▶ RECORDED DATA
_ _ _ _ _

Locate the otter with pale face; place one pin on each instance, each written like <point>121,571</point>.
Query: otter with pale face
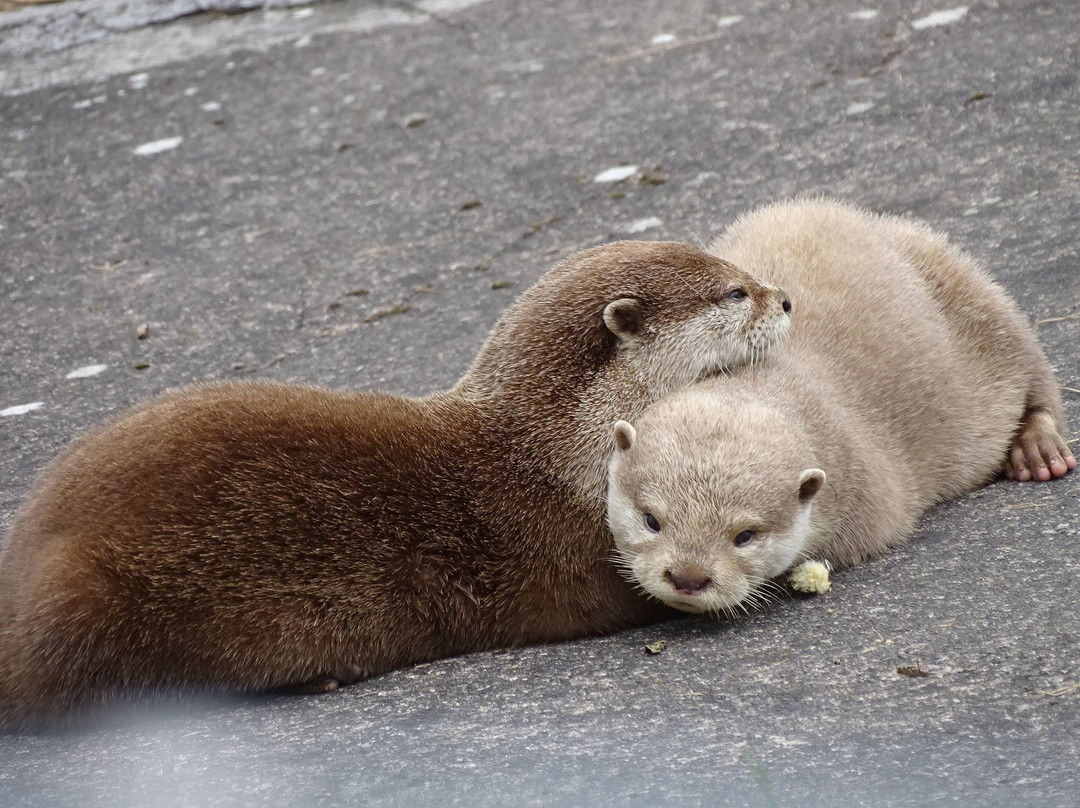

_ _ _ _ _

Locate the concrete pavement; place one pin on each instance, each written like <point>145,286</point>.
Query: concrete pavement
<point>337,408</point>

_ _ _ _ _

▶ PROBLEM STATEMENT
Edit the records from the line holding "Locate the otter" through the line holding "Query: otter with pale face", inclusive, changing "otter" to "beaver" and leaving everything else as it is.

▶ EXERCISE RESULT
Locate the beaver with pale face; place one pin on each instance, each written like <point>121,571</point>.
Query: beaver with pale face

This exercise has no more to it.